Dank ihres universellen Einsatzes gewann die 7x57 rund um den Globus viele Liebhaber. Ihre Vorteile begeisterten: Sie wurde in führigen Repetierern verbaut, die meist kurz und leicht waren. Ihr Rückstoß war selbst in leichten Büchsen nicht nennenswert, und sie erzielte eine Superpräzision. Hinzu kam, dass sie mit unterschiedlichen Geschossen bestens zurecht kam.

Ein näherer Blick auf die 7x57

Doch schauen wir uns die Patrone einmal etwas genauer an. Es handelt sich um eine mittlere Jagdpatrone mit 57 Millimeter Hülsenlänge und einem 20 Grad Schulterwinkel. Der Verschlussabstand wird vorteilhaft über die Schulter gebildet. Ihr Bodendurchmesser von 12,10 Millimeter und die Patronenlänge von maximal 78 Millimeter prädestinieren sie für Standardsysteme.

Nach heutigen Maßstäben hat die 7x57 eher einen bescheidenen Pulverraum. Sie eignet sich auch bestens für kurze Läufe und ist schalldämpferfreundlich. Der maximale Gasdruck liegt bei gerade einmal 3.900 bar (PIEZO, C.I.P.). Es stehen heute Laborierungen mit bleifreien und bleihaltigen Deformations- sowie mit Vollmantelgeschossen zur Wahl. Jedoch ist die Auswahl an Fabrikpatronen nicht besonders groß.

Rigby erkannte schnell, dass man die .275 Rigby mit leichten Geschossen aufwerten kann. Der frühere Besitzer von Rigby, Paul Roberts, bevorzugte deshalb in seinen eigenen Patronen 140 Grains schwere Geschosse wie das Nosler B.T. für die Rehwildjagd, aber auch für die Jagd auf schottisches Rotwild in den Highlands.

Wie ist die Patrone heute einzuordnen?

Die 7x57 ist nach heutigen Gesichtspunkten keine moderne Patrone mit kurzer, dicker sowie großvolumiger Hülse, moderner 30-Grad-Schulter und enormer Leistung. Sie ist weit entfernt von WSM-Kalibern oder einer PRC-Patrone genauso wie von den Weatherby-Magnums.

§ **VORLIEGENDE DATEN**:
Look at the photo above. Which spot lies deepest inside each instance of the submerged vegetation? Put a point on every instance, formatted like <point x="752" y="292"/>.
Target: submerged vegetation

§ **ZU LÖSENDE AUFGABEN**:
1 – Welchen maximalen Gasdruck gibt der Text über die Patrone 7x57 an?
2 – Schreibe den Text über die Patrone 7x57 im Anschluss an seinen letzten Satz weiter.

§ **ERGEBNISSE DER AUFGABEN**:
1 – Der maximale Gasdruck liegt bei 3.900 bar (PIEZO, C.I.P.).

2 –
Dennoch hat sich auch heute noch mehr zu bieten als reinen Nostalgiewert. Sie hat aktuell noch ihre Berechtigung und begeisterte Anhänger, die sie als Mittelpatrone mit wildbretschonender Wirkung schätzen. Ganz besonders rückstoßempfindliche Schützen mögen sie. Auch eine schnelle Schussfolge ist mit ihr gut zu realisieren. Ich verwende die 7x57 in meiner Blaser R93 mit 58 Zentimeter langem Lauf. Meist benutze ich eine Handladung mit 150 Grains schweren Nosler B.T. Geschoss, das auf eine V0 von 802 m/s (= 3.126 Joule) beschleunigt. Damit habe ich mit bester Zufriedenheit Dachse, Füchse, Reh-, Schwarz-, Dam- und auch Rotwild erlegt.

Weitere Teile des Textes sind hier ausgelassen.